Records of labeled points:
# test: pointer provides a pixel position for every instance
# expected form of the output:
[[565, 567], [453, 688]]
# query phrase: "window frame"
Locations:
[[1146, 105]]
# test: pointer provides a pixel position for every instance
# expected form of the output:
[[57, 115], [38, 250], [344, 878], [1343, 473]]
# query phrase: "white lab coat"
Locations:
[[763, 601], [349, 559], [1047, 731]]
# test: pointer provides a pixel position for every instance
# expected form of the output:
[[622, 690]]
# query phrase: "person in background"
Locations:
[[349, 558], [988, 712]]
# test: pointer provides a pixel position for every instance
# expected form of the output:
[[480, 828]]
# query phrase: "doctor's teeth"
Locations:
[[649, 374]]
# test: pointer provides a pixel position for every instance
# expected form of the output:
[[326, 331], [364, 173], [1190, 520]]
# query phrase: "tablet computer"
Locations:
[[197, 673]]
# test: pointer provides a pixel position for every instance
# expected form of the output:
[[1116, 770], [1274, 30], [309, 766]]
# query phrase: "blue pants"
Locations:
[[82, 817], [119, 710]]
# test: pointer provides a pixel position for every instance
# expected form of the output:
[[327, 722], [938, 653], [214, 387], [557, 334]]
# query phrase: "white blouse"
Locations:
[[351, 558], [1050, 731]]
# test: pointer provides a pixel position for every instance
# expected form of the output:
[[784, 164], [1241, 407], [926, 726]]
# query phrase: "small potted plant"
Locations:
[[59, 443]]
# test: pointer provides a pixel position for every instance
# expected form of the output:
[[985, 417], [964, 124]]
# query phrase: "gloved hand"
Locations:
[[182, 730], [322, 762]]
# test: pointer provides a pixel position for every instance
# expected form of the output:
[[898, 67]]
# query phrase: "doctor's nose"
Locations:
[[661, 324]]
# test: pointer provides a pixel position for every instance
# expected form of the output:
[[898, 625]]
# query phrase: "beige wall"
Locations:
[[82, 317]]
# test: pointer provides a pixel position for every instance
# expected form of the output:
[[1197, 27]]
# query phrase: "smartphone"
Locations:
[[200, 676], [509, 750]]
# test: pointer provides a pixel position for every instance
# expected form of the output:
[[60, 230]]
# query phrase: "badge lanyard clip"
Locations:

The request: Can you render the records, from the start through the line containing "[[763, 601], [349, 559], [1047, 731]]", as a Markdown table with the columns Row and Line? Number each line in Row, put its text in Line, and leave out blank lines.

Solution to this exercise:
| Row | Line |
|---|---|
| 1 | # test: pointer provides a pixel position for every instance |
| 2 | # expected form of the output: |
| 3 | [[565, 567], [453, 688]] |
| 4 | # query phrase: "window frame" |
| 5 | Locations: |
| 6 | [[1146, 105]] |
| 7 | # test: pointer provides a pixel position for every instance |
| 8 | # expected form of the output: |
| 9 | [[57, 115], [38, 250], [344, 878], [1343, 473]] |
| 10 | # query phrase: "white lab coat" |
| 11 | Locations: |
| 12 | [[763, 601], [349, 559], [1047, 731]] |